# Requests
A. Using the East Timor text, explain why the writer chose to work at home in New Zealand rather than travel to East Timor earlier.
B. According to the East Timor text, when did the writer first visit East Timor?
C. Translate this sentence from the East Timor text into Spanish: "Yet I did not visit East Timor until April 1999."

# Document text
********************

It is sad to note that the New Zealand government does not seem to have learned the lessons of East Timor but continues to prioritise its bilateral relationship with Indonesia over the rights and the suffering of the West Papuan people. I believe the situation in West Papua can only be described as a military occupation, and that the West Papuan people, like the East Timorese have a right to genuine self-determination.
Most of what follows is taken from my book launched in February 2007 and published by Craig Potton : Negligent Neighbour: New Zealand's Complicity in the Invasion and Occupation of Timor-Leste.
How I became involved in the
East Timor Independence Committee
The East Timor issue was a major part of my life throughout the 1990s. I was an active member of the Auckland East Timor Independence Committee organising demonstrations and meetings, networking, lobbying politicians and making media releases. As email became the preferred means of international communication in the mid-1990s reading emails and communicating with fellow activists around the world consumed several hours of most days. The new technology was enormously helpful for planning events such as conferences or coordinated demonstrations and campaigns. In the quiet of late evening as I sat in front of my computer I often felt that the streets of Dili and the besieged people of East Timor were very close.
Yet I did not visit East Timor until April 1999. It seems strange looking back that I did not visit sooner. Of course Indonesia did not want activists to visit and those who did generally found themselves constrained by the close oversight of the security and intelligence forces. But I was also convinced that the most important task was a home based task, since East Timor's narrative was not limited to events within its borders. I figured that if New Zealand was one of the western governments who had eased the way for Indonesia to invade and occupy East Timor then New Zealand must also have the power to help turn the situation around. What would it take to change the government's mind? There was only one answer that I could see and that was public pressure. So I reasoned that my place as a solidarity activist was to work at home both helping to create awareness and striving to influence my elected representatives.

********************

Box annotations for photos

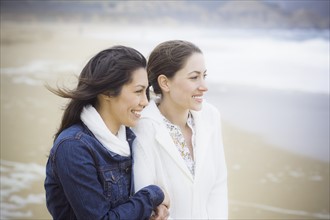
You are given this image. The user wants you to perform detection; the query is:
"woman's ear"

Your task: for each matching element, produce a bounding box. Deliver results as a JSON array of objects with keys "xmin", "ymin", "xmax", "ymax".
[{"xmin": 157, "ymin": 75, "xmax": 170, "ymax": 92}]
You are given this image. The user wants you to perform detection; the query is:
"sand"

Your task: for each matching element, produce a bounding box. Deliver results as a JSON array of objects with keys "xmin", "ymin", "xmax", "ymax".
[{"xmin": 1, "ymin": 22, "xmax": 330, "ymax": 219}]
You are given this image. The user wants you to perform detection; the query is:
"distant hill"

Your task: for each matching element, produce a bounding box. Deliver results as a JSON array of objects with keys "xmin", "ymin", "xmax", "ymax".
[{"xmin": 1, "ymin": 0, "xmax": 330, "ymax": 29}]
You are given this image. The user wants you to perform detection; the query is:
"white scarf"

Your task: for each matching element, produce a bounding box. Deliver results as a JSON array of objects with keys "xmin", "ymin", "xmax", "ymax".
[{"xmin": 80, "ymin": 105, "xmax": 131, "ymax": 157}]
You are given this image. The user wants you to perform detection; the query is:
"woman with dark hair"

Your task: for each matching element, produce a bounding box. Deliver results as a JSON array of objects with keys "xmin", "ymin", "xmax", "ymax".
[
  {"xmin": 45, "ymin": 46, "xmax": 169, "ymax": 220},
  {"xmin": 133, "ymin": 40, "xmax": 228, "ymax": 219}
]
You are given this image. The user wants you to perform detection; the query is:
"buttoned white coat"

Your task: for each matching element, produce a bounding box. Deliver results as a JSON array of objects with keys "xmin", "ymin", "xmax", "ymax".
[{"xmin": 133, "ymin": 101, "xmax": 228, "ymax": 219}]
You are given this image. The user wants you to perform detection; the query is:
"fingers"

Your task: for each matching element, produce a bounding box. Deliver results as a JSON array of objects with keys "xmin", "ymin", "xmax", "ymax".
[{"xmin": 150, "ymin": 204, "xmax": 170, "ymax": 220}]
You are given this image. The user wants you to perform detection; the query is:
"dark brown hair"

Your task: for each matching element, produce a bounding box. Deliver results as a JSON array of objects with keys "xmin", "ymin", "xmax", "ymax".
[
  {"xmin": 47, "ymin": 46, "xmax": 146, "ymax": 140},
  {"xmin": 147, "ymin": 40, "xmax": 202, "ymax": 94}
]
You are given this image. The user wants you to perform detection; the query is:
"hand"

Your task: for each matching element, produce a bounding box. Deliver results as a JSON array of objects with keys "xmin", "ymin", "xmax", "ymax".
[
  {"xmin": 161, "ymin": 188, "xmax": 170, "ymax": 209},
  {"xmin": 149, "ymin": 204, "xmax": 170, "ymax": 220}
]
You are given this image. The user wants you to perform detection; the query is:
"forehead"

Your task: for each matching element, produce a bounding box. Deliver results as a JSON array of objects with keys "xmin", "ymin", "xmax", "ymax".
[{"xmin": 127, "ymin": 68, "xmax": 148, "ymax": 86}]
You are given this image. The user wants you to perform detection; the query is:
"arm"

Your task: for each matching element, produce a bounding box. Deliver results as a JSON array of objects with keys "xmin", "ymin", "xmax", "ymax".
[
  {"xmin": 207, "ymin": 110, "xmax": 228, "ymax": 219},
  {"xmin": 54, "ymin": 140, "xmax": 164, "ymax": 219}
]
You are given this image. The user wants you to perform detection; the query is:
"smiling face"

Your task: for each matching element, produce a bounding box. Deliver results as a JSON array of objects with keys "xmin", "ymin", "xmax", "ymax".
[
  {"xmin": 98, "ymin": 68, "xmax": 148, "ymax": 134},
  {"xmin": 163, "ymin": 53, "xmax": 208, "ymax": 111}
]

********************

# Solved problems
A. The writer believed the most important task was home-based, because East Timor's story was not limited to events within its borders. If New Zealand had helped ease the way for Indonesia's invasion and occupation, New Zealand also had the power to help reverse it. The writer saw public pressure as the only way to change the government's mind, so the work was to build awareness and influence elected representatives.

B. April 1999.

C. Sin embargo, no visité Timor Oriental hasta abril de 1999.